**Work to complete:** Copy the listing below in full and skip every picture.

================

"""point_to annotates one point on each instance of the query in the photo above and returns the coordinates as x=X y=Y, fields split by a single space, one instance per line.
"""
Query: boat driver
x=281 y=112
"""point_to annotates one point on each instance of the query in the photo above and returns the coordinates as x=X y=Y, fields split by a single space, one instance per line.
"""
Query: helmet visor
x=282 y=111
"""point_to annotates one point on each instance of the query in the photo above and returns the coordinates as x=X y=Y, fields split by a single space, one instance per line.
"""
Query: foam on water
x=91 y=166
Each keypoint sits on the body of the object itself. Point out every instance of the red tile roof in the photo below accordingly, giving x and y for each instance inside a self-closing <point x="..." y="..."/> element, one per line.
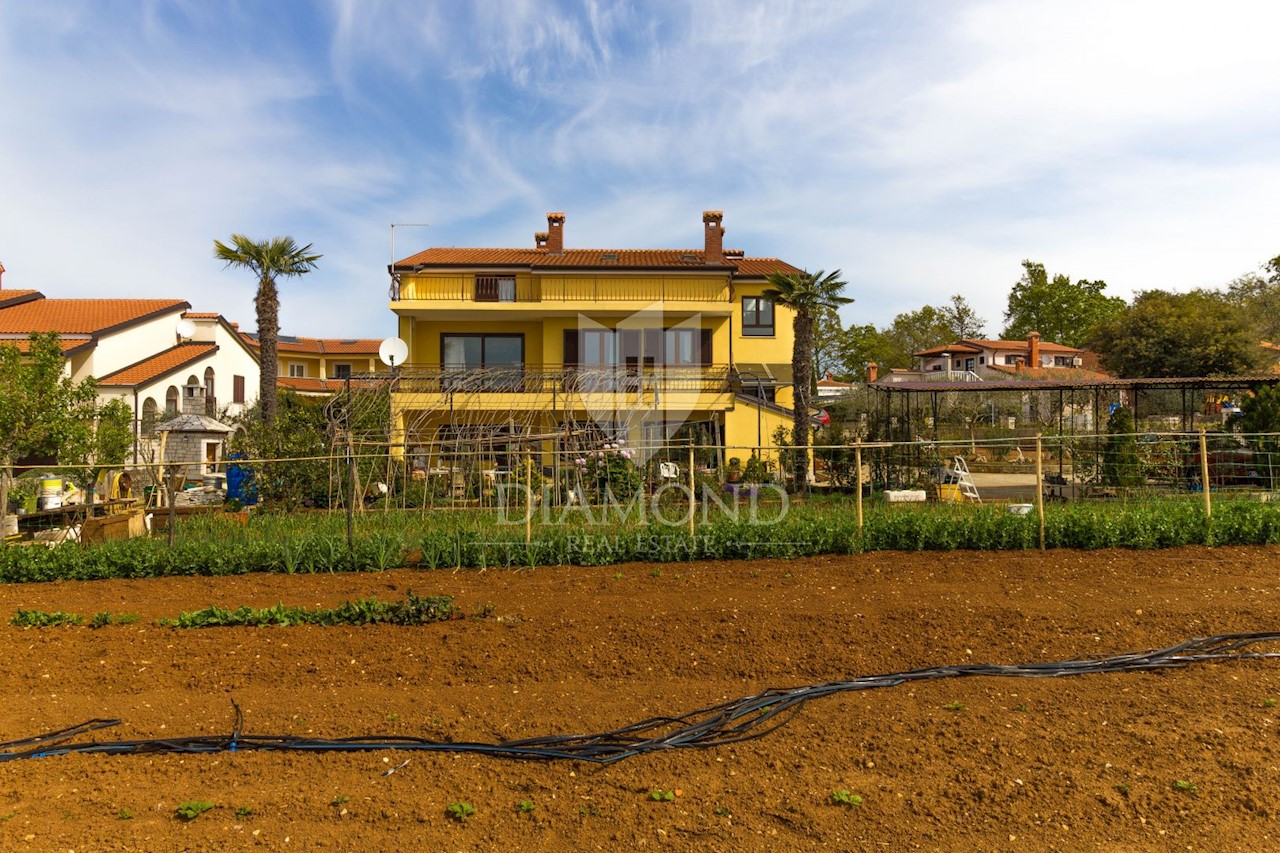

================

**Exercise solution:**
"""point_to annotates one point on each instance of the query in the photo above and returns the coordinates as x=X y=Y, fields split by a single space, one instance per line.
"""
Query: boat driver
x=281 y=112
"""point_to annotates one point on each instance of the query in the photo above and returns the coordinates as x=X y=Y, fields split by a single space, one instance per line.
"""
Query: helmet visor
x=282 y=111
"""point_to annotates one point on each instance of the query in the photo above and returns the coordinates as x=X y=Y, fields split by a single space, one instance per line.
"""
Query: foam on water
x=91 y=166
Each keypoint sits on the body of the object itself. Point out every instance of the red tile roof in the photo below accordingly, giving x and y for each instance inside a self-closing <point x="..." y="..."/> element, one per line.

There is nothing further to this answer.